• _Work instructions_
Copy out all of the material exactly.

• _Region segmentation data_
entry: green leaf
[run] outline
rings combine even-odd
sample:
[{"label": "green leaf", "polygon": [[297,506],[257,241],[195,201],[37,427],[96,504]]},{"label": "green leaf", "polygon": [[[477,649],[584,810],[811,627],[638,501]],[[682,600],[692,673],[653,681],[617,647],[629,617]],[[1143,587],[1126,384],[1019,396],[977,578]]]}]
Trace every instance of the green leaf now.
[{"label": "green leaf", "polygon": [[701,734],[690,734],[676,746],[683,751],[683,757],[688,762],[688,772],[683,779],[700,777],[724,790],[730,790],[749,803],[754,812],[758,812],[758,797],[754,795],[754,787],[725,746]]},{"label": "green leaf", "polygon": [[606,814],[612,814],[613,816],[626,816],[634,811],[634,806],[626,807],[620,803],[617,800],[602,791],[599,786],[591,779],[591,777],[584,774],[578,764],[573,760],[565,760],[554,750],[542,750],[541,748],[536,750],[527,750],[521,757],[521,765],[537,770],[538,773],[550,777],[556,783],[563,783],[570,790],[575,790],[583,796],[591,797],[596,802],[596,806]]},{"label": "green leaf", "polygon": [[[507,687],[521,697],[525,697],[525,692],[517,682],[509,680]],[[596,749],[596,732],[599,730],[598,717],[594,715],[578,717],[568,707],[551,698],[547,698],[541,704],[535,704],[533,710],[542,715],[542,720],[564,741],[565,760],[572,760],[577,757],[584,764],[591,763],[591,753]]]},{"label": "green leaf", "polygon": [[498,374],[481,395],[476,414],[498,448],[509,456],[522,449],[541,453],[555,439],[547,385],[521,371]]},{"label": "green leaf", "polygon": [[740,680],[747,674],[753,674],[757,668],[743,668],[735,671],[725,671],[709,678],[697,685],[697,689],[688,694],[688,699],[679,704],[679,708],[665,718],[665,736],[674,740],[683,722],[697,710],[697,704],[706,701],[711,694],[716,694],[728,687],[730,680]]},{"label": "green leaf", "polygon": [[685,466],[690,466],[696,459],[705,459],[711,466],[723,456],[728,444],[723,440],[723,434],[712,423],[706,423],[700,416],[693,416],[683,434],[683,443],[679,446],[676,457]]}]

• _Written solution_
entry: green leaf
[run] outline
rings combine even-odd
sample:
[{"label": "green leaf", "polygon": [[297,506],[257,241],[195,201],[37,427],[96,504]]},{"label": "green leaf", "polygon": [[[477,649],[584,810],[811,627],[638,501]],[[682,600],[692,673],[653,681],[617,647],[629,617]],[[1143,587],[1126,384],[1019,396],[977,578]]]}]
Trace every instance of the green leaf now.
[{"label": "green leaf", "polygon": [[701,734],[690,734],[676,746],[683,751],[683,757],[688,762],[688,772],[683,779],[700,777],[724,790],[730,790],[749,803],[754,812],[758,812],[758,797],[754,795],[754,787],[725,746]]},{"label": "green leaf", "polygon": [[606,814],[612,814],[613,816],[626,816],[634,811],[634,806],[626,807],[620,803],[617,800],[602,791],[599,786],[591,779],[591,777],[584,774],[578,764],[573,760],[565,760],[554,750],[542,750],[541,748],[536,750],[527,750],[521,757],[521,765],[537,770],[538,773],[550,777],[556,783],[563,783],[570,790],[575,790],[583,796],[591,797],[596,802],[596,806]]},{"label": "green leaf", "polygon": [[[507,687],[521,697],[525,697],[525,692],[517,682],[509,680]],[[596,749],[596,732],[599,730],[598,717],[594,715],[578,717],[568,707],[551,698],[547,698],[541,704],[535,704],[533,710],[542,715],[542,720],[564,741],[565,760],[572,760],[577,757],[584,764],[591,763],[591,753]]]},{"label": "green leaf", "polygon": [[498,374],[481,395],[476,414],[498,448],[509,456],[522,449],[541,453],[555,439],[547,385],[521,371]]},{"label": "green leaf", "polygon": [[740,680],[747,674],[753,674],[757,668],[743,668],[735,671],[725,671],[709,678],[697,685],[697,689],[688,694],[688,699],[679,704],[679,708],[665,718],[665,736],[674,740],[683,722],[697,710],[697,704],[706,701],[711,694],[716,694],[728,687],[730,680]]},{"label": "green leaf", "polygon": [[685,466],[690,466],[696,459],[705,459],[711,466],[723,456],[728,444],[723,440],[723,434],[712,423],[706,423],[700,416],[693,416],[683,434],[683,443],[679,446],[676,457]]}]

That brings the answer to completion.